SET EXERCISE A: Reproduce the passage about Slim's telecommunications empire word for word.

QUOTED PASSAGE:

---

At the top of the heap is Slim, whose vast holdings include mining, real estate and retail. But the foundation of his empire was built on telecommunications. His Telmex phone company controls about 80% of Mexico’s fixed lines. His wireless carrier America Movil is the largest in Latin America, with its Mexican Telcel unit accounting for 70% of Mexico’s cellphone service. And his Prodigy Infinitum is Mexico’s largest Internet service provider.

Slim now wants to move into television so that he can offer his customers that service along with their phone and Internet plans — a bundle known here as “triple play.” It’s only fair, he contends, because Televisa and TV Azteca already offer such packages. But the government barred Slim from entering TV and radio when he bought Telmex, the former state phone monopoly, in 1990.

---

(Dataset items)
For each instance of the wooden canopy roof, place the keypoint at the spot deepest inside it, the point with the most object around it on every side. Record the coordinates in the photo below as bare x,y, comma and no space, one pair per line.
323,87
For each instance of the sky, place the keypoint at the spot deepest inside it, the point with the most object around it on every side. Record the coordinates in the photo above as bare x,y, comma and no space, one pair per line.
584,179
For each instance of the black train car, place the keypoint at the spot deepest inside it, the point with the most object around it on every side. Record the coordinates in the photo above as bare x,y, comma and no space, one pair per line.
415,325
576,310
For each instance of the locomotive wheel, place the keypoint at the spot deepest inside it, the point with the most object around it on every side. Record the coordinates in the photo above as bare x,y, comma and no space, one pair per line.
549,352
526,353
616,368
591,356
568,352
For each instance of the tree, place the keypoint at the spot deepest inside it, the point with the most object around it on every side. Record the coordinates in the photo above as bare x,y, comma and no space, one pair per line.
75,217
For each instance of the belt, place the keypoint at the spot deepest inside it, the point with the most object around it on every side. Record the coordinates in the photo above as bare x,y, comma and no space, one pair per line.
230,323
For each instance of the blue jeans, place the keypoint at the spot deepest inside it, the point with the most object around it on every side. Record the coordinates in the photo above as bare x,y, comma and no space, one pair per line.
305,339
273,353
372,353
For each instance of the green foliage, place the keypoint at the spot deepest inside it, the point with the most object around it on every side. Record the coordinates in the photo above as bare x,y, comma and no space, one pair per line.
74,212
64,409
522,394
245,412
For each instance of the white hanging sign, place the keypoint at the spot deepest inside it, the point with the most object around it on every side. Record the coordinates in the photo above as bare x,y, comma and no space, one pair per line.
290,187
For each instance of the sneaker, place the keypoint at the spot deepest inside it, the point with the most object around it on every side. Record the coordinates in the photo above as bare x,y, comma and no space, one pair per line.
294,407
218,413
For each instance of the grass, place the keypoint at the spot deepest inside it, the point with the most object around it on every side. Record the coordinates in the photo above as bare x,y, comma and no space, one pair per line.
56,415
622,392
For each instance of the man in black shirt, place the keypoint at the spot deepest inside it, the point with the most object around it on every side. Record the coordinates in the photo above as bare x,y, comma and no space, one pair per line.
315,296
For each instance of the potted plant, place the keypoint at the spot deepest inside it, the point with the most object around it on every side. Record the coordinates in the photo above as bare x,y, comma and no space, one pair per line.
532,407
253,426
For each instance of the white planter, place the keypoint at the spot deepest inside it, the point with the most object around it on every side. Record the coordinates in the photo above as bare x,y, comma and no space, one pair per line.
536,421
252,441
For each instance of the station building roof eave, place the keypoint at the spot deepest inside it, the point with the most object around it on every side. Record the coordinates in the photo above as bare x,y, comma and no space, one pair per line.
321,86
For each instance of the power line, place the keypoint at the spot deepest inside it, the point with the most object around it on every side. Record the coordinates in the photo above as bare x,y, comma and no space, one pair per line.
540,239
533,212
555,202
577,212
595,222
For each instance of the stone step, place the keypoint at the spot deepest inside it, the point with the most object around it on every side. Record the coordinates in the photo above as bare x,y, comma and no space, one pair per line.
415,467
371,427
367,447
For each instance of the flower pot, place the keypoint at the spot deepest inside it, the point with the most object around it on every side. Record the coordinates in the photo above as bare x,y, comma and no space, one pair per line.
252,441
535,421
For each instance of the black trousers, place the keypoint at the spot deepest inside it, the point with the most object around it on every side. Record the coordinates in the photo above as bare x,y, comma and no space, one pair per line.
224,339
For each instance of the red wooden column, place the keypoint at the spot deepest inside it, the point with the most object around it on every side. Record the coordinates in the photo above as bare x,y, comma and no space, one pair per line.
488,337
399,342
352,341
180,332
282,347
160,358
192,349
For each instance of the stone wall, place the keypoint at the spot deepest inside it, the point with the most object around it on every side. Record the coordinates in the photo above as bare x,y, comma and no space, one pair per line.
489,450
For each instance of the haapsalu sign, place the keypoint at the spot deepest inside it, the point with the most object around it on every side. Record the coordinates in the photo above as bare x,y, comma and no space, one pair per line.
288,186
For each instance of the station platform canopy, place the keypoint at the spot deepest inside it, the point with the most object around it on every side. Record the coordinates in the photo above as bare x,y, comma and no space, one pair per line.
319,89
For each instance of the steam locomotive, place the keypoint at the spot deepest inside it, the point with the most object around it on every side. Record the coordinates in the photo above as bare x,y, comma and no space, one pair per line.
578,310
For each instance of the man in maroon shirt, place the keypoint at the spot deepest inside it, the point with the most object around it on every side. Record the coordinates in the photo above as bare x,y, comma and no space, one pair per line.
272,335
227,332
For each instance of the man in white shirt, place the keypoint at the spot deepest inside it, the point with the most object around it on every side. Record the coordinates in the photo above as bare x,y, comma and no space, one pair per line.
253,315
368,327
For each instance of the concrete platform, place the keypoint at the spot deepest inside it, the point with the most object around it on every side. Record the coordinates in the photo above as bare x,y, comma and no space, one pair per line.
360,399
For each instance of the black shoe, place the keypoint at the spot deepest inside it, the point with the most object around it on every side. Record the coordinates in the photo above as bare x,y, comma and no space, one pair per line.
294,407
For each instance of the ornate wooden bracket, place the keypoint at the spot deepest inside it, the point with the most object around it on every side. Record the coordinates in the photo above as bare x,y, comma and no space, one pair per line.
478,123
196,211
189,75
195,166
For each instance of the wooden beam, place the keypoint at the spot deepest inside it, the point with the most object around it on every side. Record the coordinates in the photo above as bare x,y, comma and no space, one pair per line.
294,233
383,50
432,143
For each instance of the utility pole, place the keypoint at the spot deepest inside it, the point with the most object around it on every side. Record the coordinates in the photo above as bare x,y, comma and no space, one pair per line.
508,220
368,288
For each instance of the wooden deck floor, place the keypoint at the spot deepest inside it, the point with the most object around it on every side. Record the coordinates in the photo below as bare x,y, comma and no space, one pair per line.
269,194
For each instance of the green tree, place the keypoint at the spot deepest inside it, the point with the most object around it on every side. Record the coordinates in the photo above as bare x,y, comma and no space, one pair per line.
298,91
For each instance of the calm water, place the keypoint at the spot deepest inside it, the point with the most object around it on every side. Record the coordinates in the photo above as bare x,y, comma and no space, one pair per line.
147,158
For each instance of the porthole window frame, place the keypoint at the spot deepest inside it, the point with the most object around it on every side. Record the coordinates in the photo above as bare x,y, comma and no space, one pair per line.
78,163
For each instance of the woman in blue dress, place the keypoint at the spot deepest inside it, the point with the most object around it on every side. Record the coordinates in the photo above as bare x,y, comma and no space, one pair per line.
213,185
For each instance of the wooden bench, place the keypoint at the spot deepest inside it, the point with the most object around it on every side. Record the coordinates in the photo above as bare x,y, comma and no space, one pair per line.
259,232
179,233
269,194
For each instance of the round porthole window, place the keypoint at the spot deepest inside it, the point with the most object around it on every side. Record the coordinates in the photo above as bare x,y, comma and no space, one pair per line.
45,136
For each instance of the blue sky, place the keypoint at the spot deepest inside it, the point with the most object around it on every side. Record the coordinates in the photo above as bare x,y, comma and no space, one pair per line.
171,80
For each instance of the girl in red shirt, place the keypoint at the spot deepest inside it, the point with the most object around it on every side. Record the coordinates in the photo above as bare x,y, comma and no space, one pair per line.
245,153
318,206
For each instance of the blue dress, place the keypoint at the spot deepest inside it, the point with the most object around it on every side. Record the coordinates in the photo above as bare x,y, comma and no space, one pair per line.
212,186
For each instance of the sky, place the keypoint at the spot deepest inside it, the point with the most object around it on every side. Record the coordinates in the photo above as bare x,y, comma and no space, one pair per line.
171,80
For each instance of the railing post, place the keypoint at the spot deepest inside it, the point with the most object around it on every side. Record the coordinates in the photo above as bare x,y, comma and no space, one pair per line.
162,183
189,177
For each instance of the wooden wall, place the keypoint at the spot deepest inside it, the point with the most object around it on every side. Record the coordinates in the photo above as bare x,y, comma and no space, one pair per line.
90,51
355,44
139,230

---

SET EXERCISE B: Output as a numbered list the lines of the listing from the line with "For each instance of the girl" up to and including the final line of the listing, omitting any blank lines.

PROBLEM SOLUTION A:
At the top of the heap is Slim, whose vast holdings include mining, real estate and retail. But the foundation of his empire was built on telecommunications. His Telmex phone company controls about 80% of Mexico’s fixed lines. His wireless carrier America Movil is the largest in Latin America, with its Mexican Telcel unit accounting for 70% of Mexico’s cellphone service. And his Prodigy Infinitum is Mexico’s largest Internet service provider.

Slim now wants to move into television so that he can offer his customers that service along with their phone and Internet plans — a bundle known here as “triple play.” It’s only fair, he contends, because Televisa and TV Azteca already offer such packages. But the government barred Slim from entering TV and radio when he bought Telmex, the former state phone monopoly, in 1990.

PROBLEM SOLUTION B:
1. For each instance of the girl in red shirt, place the keypoint at the spot deepest inside it, the point with the most object around it on every side. Record the coordinates in the photo above as bare x,y, comma and no space, one pair per line.
2. 245,153
3. 318,206
4. For each instance of the blue dress, place the keypoint at the spot deepest inside it, the point with the most object around it on every side. Record the coordinates in the photo above as bare x,y, comma and no space, one pair per line.
5. 212,186
6. For each instance of the sky, place the keypoint at the spot deepest inside it, the point with the most object around it on every side. Record the coordinates in the photo above as bare x,y, comma and no space, one pair per line.
7. 171,80
8. For each instance of the railing post, place the keypoint at the spot deepest inside it, the point with the most object around it on every side. Record the coordinates in the photo above as bare x,y, comma and no space, one pair per line.
9. 162,183
10. 189,177
11. For each instance of the wooden wall, place the keypoint at the spot deepest inside it, the point with the most object around it on every side. Record the coordinates in the photo above as bare x,y, comma and no space, one pair per line.
12. 90,51
13. 355,44
14. 139,230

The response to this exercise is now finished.